> Directive: Copy the line with "like [(344, 436)]." and all lines following it through the last line of the entries, exactly as written.

> Records supplied:
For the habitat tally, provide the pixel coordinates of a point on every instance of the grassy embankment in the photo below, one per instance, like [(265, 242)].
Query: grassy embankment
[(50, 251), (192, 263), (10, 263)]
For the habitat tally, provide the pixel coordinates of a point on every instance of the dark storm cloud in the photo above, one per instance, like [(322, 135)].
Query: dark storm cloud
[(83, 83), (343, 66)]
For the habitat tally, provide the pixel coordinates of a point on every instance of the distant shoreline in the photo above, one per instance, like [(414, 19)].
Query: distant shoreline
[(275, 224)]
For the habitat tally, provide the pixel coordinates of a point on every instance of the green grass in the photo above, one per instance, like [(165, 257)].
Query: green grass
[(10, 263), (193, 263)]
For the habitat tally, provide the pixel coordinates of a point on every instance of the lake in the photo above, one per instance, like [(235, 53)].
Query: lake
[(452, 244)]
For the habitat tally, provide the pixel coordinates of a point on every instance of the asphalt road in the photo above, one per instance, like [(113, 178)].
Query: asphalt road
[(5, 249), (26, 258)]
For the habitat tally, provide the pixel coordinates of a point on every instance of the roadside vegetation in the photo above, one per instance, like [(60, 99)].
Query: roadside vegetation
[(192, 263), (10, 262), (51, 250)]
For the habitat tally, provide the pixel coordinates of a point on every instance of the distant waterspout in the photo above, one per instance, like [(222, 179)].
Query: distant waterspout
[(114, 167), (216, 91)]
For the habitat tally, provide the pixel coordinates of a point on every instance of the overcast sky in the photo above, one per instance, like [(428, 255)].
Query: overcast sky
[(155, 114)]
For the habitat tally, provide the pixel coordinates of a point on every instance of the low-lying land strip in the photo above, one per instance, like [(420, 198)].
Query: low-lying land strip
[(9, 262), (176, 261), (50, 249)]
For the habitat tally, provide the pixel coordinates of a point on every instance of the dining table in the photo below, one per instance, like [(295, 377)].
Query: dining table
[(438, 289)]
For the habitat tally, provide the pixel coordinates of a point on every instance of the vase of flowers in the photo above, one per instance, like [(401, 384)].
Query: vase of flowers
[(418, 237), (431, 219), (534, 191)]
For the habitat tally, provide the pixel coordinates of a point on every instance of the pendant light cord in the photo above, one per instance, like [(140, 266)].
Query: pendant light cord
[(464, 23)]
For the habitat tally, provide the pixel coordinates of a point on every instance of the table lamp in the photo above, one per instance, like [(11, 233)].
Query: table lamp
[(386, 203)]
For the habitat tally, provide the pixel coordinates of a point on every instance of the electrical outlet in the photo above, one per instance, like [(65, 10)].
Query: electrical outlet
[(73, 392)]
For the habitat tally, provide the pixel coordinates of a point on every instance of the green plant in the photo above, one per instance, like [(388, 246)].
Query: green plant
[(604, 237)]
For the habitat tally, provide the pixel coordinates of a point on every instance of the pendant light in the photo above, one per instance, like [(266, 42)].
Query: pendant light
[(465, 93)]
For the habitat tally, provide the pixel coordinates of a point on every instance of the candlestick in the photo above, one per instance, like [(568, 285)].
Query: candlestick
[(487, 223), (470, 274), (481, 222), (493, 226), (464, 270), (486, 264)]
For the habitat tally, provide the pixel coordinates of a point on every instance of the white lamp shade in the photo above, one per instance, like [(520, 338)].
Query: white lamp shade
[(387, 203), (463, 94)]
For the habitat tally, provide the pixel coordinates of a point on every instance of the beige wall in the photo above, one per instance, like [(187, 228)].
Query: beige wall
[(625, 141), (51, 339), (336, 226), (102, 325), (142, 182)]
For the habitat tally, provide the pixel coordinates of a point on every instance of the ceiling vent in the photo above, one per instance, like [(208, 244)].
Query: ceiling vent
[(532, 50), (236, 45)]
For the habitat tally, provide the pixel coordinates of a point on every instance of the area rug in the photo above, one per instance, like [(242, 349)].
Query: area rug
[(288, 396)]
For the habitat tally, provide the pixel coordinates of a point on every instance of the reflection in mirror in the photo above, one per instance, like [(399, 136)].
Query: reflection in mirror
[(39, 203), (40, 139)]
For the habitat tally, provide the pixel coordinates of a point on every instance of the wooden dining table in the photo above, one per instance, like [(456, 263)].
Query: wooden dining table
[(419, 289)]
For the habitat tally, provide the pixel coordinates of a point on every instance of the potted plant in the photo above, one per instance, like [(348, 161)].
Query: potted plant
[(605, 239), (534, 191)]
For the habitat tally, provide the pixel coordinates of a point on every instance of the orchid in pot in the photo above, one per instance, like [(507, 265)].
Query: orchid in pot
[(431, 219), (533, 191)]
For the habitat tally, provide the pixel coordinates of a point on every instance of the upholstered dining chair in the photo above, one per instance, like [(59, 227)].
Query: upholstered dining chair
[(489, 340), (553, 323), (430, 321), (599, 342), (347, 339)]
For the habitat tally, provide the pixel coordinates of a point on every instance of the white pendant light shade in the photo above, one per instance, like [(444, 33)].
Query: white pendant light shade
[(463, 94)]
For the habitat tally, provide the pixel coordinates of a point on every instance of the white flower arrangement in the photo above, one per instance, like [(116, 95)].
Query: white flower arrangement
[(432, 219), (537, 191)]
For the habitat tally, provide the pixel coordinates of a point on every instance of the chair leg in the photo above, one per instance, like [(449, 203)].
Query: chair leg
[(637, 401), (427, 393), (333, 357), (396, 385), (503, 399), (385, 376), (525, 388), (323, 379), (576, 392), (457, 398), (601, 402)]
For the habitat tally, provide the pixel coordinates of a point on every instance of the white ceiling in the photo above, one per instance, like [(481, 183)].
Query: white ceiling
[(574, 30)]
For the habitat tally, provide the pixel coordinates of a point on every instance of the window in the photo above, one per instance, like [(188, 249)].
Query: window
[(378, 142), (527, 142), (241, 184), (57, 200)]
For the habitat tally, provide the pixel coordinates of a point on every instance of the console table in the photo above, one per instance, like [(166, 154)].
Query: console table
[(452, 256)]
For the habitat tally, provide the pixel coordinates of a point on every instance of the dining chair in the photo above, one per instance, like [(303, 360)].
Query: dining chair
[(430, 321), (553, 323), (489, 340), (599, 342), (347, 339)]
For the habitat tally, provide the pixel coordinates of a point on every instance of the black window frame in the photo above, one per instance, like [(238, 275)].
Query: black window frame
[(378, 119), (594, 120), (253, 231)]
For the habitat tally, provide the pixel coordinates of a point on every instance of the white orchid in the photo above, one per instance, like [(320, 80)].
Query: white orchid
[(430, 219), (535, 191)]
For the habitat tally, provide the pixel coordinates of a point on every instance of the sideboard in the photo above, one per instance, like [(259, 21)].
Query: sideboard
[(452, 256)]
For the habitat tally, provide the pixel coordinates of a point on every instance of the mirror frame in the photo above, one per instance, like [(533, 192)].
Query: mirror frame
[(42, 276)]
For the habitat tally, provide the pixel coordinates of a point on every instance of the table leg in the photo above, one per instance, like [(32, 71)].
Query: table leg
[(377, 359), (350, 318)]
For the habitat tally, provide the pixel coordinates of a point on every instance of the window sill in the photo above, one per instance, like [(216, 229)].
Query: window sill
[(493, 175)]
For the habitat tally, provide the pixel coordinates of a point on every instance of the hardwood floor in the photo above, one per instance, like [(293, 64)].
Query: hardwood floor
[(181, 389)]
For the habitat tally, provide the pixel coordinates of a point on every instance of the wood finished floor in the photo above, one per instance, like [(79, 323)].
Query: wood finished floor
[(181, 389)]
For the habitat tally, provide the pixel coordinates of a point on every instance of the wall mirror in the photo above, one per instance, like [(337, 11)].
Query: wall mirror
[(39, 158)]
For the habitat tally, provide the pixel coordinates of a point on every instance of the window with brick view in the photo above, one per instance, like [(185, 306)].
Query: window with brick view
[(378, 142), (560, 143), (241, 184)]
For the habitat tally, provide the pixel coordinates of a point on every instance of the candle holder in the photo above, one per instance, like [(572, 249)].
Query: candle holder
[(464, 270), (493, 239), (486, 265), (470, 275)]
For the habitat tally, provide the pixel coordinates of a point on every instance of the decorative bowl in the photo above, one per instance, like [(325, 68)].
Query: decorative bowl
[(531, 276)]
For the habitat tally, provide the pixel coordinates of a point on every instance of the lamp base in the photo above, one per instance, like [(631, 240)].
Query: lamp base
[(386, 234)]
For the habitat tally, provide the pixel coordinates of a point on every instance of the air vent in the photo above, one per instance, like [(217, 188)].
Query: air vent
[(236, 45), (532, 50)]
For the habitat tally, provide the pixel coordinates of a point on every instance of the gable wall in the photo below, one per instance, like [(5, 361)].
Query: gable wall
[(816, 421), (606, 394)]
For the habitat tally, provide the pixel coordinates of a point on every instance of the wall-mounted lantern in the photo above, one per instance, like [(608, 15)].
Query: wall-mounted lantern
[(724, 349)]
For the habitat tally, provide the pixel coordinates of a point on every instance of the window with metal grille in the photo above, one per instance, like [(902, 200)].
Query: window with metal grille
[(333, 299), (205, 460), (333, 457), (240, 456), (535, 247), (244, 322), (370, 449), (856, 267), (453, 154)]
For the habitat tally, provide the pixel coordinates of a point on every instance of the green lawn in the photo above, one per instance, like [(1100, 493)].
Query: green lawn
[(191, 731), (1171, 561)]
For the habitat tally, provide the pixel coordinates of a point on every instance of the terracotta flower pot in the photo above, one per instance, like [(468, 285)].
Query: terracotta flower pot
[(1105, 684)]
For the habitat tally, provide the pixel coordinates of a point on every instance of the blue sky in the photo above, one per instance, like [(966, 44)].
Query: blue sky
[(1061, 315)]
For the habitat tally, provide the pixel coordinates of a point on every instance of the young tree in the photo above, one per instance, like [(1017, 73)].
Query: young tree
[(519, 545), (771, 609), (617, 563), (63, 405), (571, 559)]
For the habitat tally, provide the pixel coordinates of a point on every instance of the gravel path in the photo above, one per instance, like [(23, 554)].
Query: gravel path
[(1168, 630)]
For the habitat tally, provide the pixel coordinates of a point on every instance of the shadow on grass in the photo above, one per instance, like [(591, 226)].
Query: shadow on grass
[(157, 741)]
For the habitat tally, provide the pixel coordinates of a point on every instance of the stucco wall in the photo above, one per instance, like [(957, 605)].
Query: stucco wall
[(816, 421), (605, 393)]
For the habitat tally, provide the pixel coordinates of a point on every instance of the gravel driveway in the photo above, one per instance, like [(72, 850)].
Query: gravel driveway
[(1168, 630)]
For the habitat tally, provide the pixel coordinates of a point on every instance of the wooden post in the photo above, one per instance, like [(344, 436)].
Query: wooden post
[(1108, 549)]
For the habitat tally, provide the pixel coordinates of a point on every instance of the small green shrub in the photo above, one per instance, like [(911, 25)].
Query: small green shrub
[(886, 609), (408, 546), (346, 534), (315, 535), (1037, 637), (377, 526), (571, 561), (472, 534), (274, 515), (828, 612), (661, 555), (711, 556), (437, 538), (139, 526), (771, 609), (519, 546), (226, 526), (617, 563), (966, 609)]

> Final result:
For the habitat tally, provide the pixel coordinates of a point on every instance of the wooden post in the photo above, one per instance, like [(344, 436)].
Query: wooden post
[(1108, 549)]
For the habitat tally, provide the pixel coordinates of a point on every instance of the small green shrub in the photo above, one per instance, like [(911, 25)].
Query: small green shrub
[(886, 609), (408, 546), (346, 534), (315, 535), (1037, 637), (377, 526), (571, 561), (472, 534), (274, 515), (828, 612), (661, 555), (711, 556), (437, 538), (139, 526), (771, 609), (519, 546), (226, 526), (617, 563), (966, 609)]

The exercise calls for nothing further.